* Information given
-------------------------

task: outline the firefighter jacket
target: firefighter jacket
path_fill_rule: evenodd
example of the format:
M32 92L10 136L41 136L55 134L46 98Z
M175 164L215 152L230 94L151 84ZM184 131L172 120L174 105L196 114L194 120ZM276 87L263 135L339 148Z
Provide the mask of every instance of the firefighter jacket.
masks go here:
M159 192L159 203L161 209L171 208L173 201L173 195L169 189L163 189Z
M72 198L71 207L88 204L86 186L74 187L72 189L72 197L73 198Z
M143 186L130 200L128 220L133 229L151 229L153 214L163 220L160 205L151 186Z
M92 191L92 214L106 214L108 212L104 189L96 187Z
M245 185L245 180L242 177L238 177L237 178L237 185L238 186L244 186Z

-------------------------

* Exercise goal
Reproduce every item above line for line, with no changes to any character.

* Correct output
task: outline the firefighter jacket
target: firefighter jacket
path_fill_rule: evenodd
example of the format:
M32 92L10 136L41 136L55 134L46 98Z
M175 164L215 152L230 94L151 84ZM184 131L172 120L174 105L196 114L194 120ZM276 87L263 135L339 148Z
Provide the mask of every instance of the firefighter jacket.
masks go here:
M159 192L159 203L161 209L171 208L173 201L173 195L169 189L163 189Z
M72 198L71 207L88 204L86 186L74 187L72 189L72 197L73 198Z
M143 186L130 200L128 220L133 229L151 229L153 214L163 220L160 205L151 186Z
M92 191L92 214L106 214L108 212L104 189L96 187Z
M245 185L245 180L242 177L238 177L237 178L237 185L238 186L244 186Z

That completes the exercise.